Par Ziad Medoukh
La guerre qui fait rage à Gaza avec ses conséquences humanitaires désastreuses sur la population civile a projeté au-devant de l’actualité cette enclave palestinienne qui abrite près de 1,8 million d’habitants. L’agression israélienne avec son cortège de morts, de blessés et de destructions ne doit pas faire oublier que le blocus imposé par Israël depuis 2006 fait aussi des victimes en silence. Nous reproduisons ci-dessous un article de Ziad Medoukh sur les conséquences économiques et sociales de ce blocus inhumain.
Les chiffres et statistiques de cet article sont datés du deuxième trimestre 2013. Ils proviennent d’organisations internationales telles que le l’Office des Nations Unies pour les réfugiés palestiniens (UNRWA), le Programme des Nations Unies pour le Développement, la Banque Mondiale, l’Organisation Mondiale du Travail, le ministère palestinien de l’Economie et du Commerce et la Chambre de Commerce et d’Industrie de Gaza.
L’économie de la bande de Gaza souffre d’une crise très grave à cause du blocus israélien et des fermetures de tous les passages commerciaux qui la relient à l’extérieur. Cette situation empêche tout développement d’une économie en faillite qui ne trouve pas les ressources nécessaires pour sortir d’une crise qui touche tous les autres secteurs.
On peut d’abord qualifier le blocus israélien sur Gaza de punition collective contre plus de 1.8 millions d’habitants qui vivent dans le chômage, la pauvreté et la précarité, et se battent quotidiennement pour survivre et rester dignes sur leur terre.
La fermeture totale des passages commerciaux qui relient la bande de Gaza au monde extérieur depuis 2007, et son ouverture de temps en temps de manière arbitraire et partielle, ont rendu l’économie gazaouie chaotique, sans aucun espoir de redressement. Tous les secteurs économiques sont paralysés en raison de l’arrêt complet des projets en cours. Cette fermeture empêchent la libre circulation des biens et produits de Gaza, en particulier les matières premières et les produits semi-finis.
Les conséquences économiques de ce blocus illégal se manifestent par :
1- Un recul des indicateurs de l’économie palestinienne. L’économie de la bande de Gaza contribue pour 43 % au PIB palestinien et cette situation a rendu l’économie palestinienne dépendante de l’économie israélienne et de l’aide internationale.

DONNÉES:

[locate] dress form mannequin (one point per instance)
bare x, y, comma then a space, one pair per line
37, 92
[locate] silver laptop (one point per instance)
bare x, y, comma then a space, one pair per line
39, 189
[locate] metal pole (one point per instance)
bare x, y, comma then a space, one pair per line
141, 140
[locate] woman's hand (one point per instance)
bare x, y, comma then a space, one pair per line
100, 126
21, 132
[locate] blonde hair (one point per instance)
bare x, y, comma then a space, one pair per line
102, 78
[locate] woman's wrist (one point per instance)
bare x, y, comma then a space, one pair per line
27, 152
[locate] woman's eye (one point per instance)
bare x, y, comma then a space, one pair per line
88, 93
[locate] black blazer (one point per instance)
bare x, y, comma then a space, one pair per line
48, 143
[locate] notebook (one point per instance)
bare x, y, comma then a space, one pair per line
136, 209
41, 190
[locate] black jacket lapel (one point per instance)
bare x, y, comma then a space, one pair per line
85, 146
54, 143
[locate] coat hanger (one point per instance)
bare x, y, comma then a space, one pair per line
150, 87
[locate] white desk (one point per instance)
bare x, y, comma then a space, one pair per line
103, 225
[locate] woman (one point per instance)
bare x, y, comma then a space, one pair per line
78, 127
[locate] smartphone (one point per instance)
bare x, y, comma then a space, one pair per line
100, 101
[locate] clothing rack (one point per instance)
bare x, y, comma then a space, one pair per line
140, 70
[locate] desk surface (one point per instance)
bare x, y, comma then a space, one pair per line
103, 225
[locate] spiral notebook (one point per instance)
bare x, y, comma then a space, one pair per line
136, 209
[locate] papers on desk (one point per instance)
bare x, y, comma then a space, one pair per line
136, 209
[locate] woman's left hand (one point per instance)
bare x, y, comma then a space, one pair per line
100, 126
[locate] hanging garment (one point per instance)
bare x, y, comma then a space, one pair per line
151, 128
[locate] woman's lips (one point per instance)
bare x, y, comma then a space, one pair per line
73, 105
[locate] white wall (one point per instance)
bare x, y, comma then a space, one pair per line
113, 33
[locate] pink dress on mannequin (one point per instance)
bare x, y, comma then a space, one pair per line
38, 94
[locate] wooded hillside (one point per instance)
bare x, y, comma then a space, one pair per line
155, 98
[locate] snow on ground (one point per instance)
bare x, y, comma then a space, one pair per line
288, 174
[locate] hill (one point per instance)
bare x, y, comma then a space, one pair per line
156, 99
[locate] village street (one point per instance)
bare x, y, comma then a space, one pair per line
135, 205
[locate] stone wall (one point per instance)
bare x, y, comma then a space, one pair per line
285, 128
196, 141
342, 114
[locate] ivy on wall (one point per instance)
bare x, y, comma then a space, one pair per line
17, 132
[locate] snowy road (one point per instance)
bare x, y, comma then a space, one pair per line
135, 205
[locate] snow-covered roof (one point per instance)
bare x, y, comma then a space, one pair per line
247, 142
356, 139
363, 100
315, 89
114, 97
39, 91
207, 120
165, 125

...

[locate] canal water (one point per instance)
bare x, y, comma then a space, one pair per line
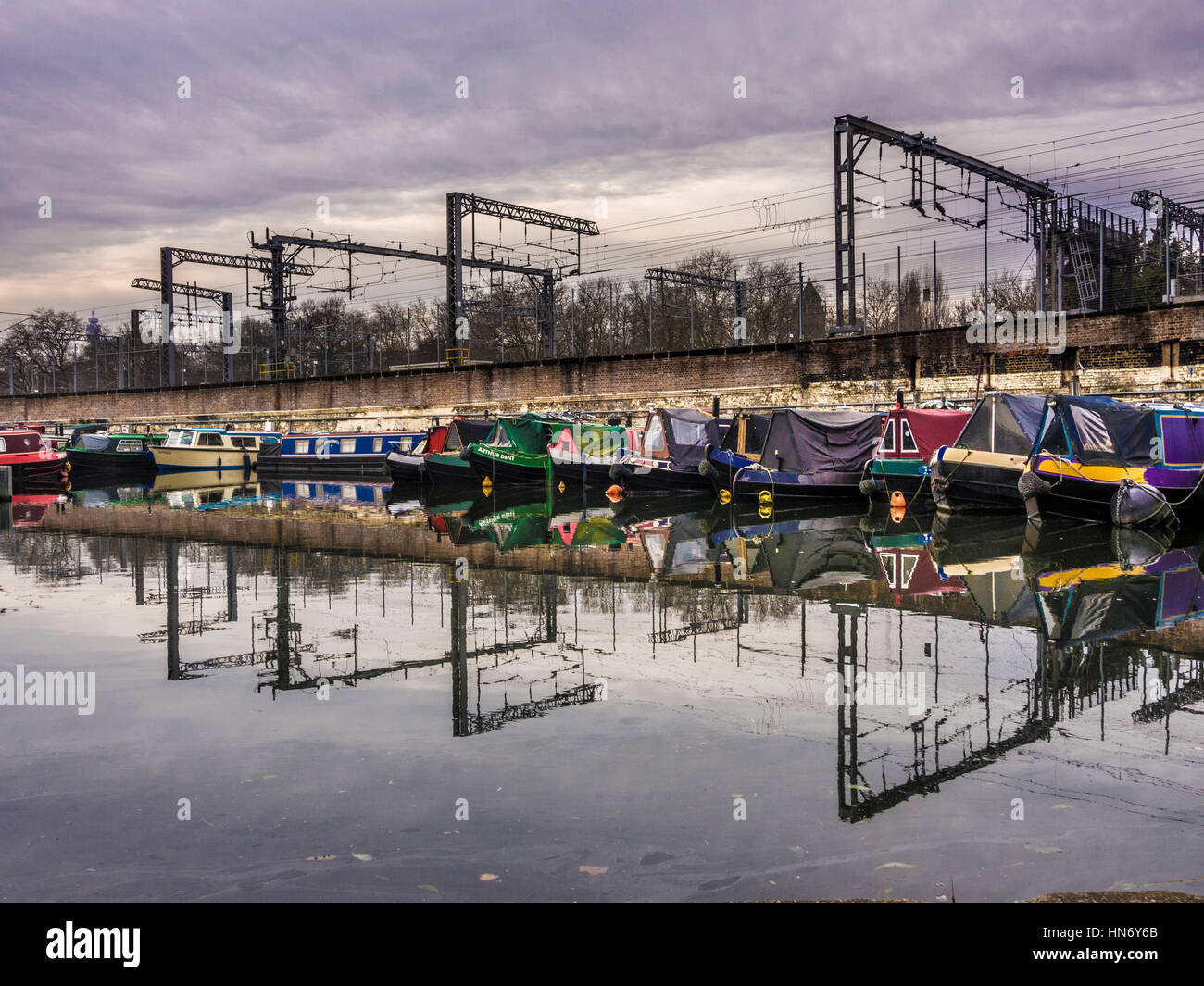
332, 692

EXERCICE COURT: Recopiez sans rien changer le passage de l'extrait sur le blocus de Gaza, depuis « Les conséquences économiques de » jusqu'à « de l’aide internationale. » inclus.

RÉPONSE ATTENDUE:
Les conséquences économiques de ce blocus illégal se manifestent par :
1- Un recul des indicateurs de l’économie palestinienne. L’économie de la bande de Gaza contribue pour 43 % au PIB palestinien et cette situation a rendu l’économie palestinienne dépendante de l’économie israélienne et de l’aide internationale.